Go through the listing below and list every line with "church".

*** Records provided Section Begins ***

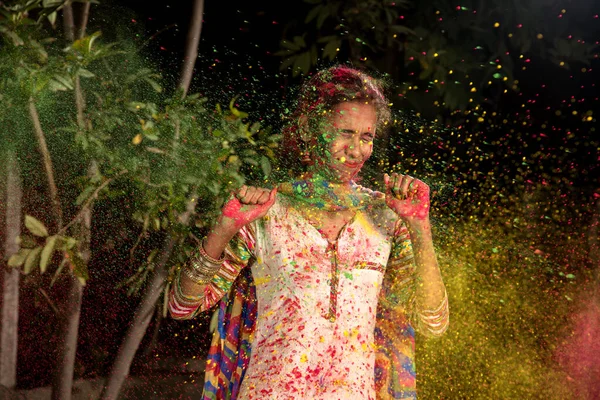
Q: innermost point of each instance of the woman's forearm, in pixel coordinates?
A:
(214, 245)
(430, 288)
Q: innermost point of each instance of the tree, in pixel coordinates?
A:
(11, 200)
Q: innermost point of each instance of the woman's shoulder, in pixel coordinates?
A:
(371, 198)
(377, 209)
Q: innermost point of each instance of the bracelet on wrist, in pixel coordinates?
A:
(202, 253)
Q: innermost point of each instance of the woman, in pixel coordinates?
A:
(310, 315)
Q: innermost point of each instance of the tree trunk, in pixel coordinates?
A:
(191, 50)
(10, 280)
(63, 377)
(68, 22)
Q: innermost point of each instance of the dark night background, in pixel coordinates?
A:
(236, 57)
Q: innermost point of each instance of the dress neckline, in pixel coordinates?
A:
(330, 243)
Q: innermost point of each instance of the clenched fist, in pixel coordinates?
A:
(247, 204)
(407, 196)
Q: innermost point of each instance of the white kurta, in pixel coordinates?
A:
(299, 351)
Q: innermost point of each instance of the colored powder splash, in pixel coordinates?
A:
(513, 196)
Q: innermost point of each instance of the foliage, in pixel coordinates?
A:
(170, 152)
(448, 56)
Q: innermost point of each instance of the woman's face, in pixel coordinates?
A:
(347, 140)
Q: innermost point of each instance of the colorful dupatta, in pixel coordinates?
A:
(230, 349)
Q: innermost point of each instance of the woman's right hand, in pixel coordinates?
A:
(248, 204)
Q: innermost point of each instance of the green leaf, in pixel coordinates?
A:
(85, 44)
(52, 18)
(16, 39)
(31, 260)
(58, 270)
(157, 88)
(84, 73)
(26, 242)
(47, 252)
(35, 226)
(265, 164)
(59, 82)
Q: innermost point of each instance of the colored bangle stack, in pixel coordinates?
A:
(202, 268)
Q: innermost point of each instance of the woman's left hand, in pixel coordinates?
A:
(407, 196)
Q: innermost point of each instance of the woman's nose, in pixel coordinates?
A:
(354, 148)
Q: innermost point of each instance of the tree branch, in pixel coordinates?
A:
(191, 52)
(43, 148)
(68, 21)
(85, 14)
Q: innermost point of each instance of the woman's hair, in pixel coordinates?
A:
(320, 94)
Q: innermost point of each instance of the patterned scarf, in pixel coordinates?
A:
(230, 349)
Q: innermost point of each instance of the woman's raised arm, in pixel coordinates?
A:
(209, 273)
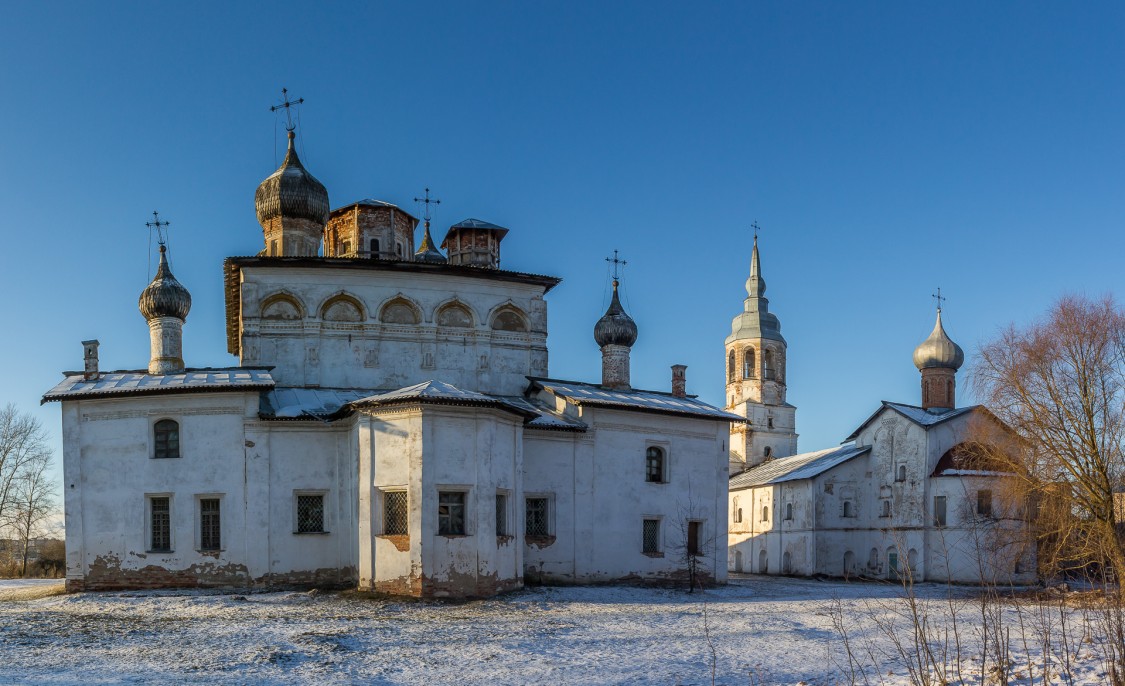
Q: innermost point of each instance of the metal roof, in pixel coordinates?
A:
(640, 400)
(794, 468)
(75, 387)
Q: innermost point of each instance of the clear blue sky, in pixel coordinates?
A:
(885, 149)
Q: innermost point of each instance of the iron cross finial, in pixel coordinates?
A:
(428, 201)
(615, 262)
(160, 226)
(287, 105)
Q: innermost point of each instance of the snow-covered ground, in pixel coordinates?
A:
(763, 631)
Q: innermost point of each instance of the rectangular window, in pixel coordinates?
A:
(311, 513)
(650, 536)
(536, 521)
(984, 503)
(394, 513)
(938, 511)
(161, 524)
(209, 527)
(502, 514)
(451, 513)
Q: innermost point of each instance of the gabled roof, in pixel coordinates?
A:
(916, 414)
(638, 400)
(118, 384)
(794, 468)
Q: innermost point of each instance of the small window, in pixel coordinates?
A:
(165, 439)
(311, 513)
(536, 517)
(650, 536)
(451, 513)
(654, 465)
(209, 524)
(160, 524)
(502, 514)
(395, 514)
(984, 503)
(938, 511)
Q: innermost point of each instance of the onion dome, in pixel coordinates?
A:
(938, 350)
(426, 252)
(615, 327)
(164, 297)
(291, 192)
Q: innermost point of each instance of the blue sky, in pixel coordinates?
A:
(885, 150)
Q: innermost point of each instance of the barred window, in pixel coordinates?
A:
(650, 538)
(165, 439)
(451, 513)
(536, 517)
(502, 514)
(161, 524)
(311, 514)
(209, 527)
(395, 513)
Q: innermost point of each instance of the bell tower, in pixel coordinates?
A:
(755, 368)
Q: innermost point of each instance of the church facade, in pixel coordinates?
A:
(909, 493)
(390, 425)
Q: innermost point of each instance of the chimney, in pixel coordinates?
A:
(680, 380)
(90, 357)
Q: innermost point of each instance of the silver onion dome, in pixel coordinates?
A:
(291, 192)
(615, 327)
(938, 350)
(164, 297)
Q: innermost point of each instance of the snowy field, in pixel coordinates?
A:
(763, 631)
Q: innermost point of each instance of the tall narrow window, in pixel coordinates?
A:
(536, 517)
(311, 513)
(209, 524)
(451, 513)
(650, 536)
(395, 520)
(654, 465)
(165, 439)
(160, 512)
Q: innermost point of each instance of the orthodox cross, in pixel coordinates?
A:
(287, 105)
(428, 201)
(159, 226)
(615, 262)
(938, 297)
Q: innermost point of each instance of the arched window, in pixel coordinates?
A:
(165, 441)
(654, 465)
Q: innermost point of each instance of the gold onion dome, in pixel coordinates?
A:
(615, 327)
(291, 192)
(938, 350)
(164, 297)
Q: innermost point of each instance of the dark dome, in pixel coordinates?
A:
(615, 327)
(291, 192)
(164, 297)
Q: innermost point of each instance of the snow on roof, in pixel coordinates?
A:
(794, 468)
(642, 400)
(137, 382)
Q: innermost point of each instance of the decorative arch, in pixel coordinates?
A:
(455, 314)
(342, 307)
(509, 317)
(399, 309)
(281, 306)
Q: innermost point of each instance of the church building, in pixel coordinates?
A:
(392, 425)
(909, 493)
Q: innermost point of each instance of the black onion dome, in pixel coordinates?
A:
(164, 297)
(615, 327)
(291, 191)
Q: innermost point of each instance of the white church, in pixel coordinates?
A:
(392, 425)
(909, 493)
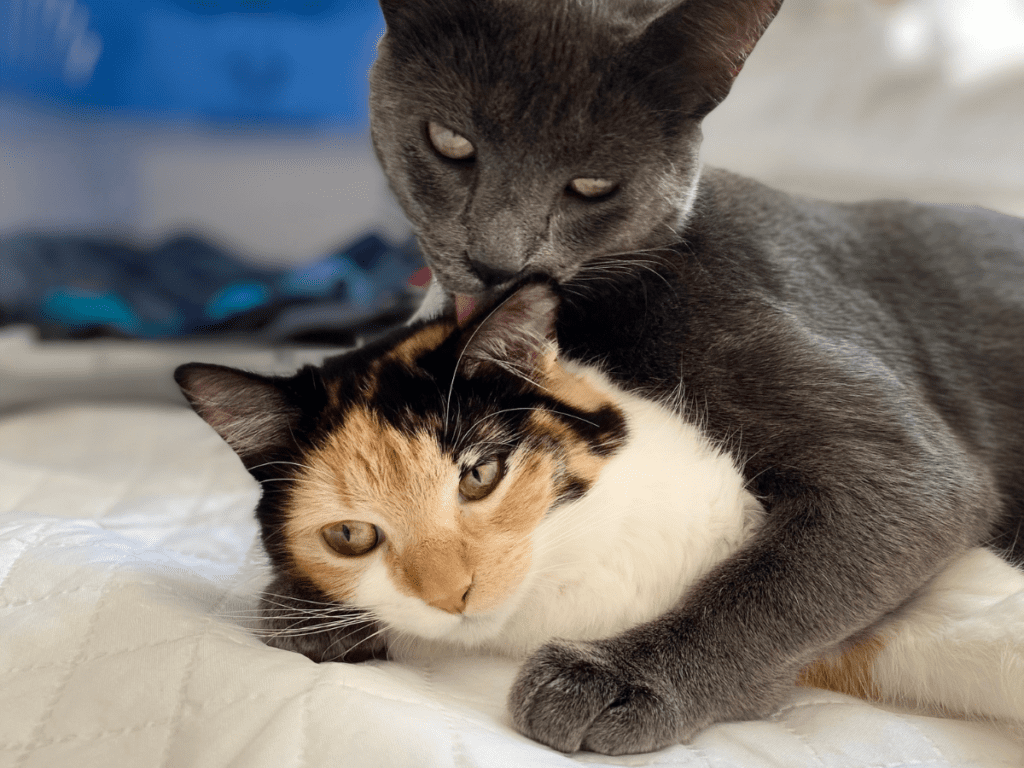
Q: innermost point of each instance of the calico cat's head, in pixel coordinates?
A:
(536, 135)
(403, 482)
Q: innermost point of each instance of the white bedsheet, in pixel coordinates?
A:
(127, 564)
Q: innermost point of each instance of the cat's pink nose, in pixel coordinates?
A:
(455, 601)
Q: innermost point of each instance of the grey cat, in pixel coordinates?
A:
(863, 363)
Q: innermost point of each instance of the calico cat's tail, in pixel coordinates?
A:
(957, 649)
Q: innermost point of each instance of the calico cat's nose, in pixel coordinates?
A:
(489, 274)
(453, 601)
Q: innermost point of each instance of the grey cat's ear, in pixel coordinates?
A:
(397, 11)
(710, 40)
(252, 413)
(518, 335)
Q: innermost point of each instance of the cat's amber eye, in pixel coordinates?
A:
(450, 143)
(592, 187)
(351, 538)
(481, 479)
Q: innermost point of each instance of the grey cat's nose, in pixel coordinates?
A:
(491, 275)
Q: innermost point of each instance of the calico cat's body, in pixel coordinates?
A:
(497, 496)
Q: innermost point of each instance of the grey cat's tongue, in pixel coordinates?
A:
(464, 306)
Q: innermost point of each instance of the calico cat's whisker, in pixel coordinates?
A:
(462, 353)
(352, 647)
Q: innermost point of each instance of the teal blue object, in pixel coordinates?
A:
(82, 308)
(237, 298)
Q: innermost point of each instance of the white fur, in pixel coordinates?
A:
(958, 648)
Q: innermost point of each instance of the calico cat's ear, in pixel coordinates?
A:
(709, 40)
(252, 413)
(517, 335)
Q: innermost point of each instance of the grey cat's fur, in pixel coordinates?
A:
(864, 361)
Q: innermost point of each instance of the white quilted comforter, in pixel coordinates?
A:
(128, 568)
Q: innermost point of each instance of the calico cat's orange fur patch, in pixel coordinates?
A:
(850, 672)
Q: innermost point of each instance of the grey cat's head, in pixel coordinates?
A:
(536, 135)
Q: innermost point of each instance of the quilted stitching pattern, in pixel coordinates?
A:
(127, 567)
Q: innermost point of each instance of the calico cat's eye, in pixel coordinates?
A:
(481, 479)
(450, 143)
(351, 538)
(592, 188)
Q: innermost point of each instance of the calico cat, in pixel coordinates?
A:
(471, 488)
(863, 364)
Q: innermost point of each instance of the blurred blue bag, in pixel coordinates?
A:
(262, 61)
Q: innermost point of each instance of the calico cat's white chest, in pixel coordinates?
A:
(664, 511)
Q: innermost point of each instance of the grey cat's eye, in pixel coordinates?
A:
(450, 143)
(592, 187)
(481, 479)
(351, 538)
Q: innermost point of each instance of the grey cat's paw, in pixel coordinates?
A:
(576, 696)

*** Records provided Section Ends ***

▶ [Answer space]:
Q: innermost point of each instance of the church facade, in pixel coordinates?
Q: innermost point of each instance of the church building, in pixel coordinates?
Q: innermost point of each instance of the white church, in pixel coordinates?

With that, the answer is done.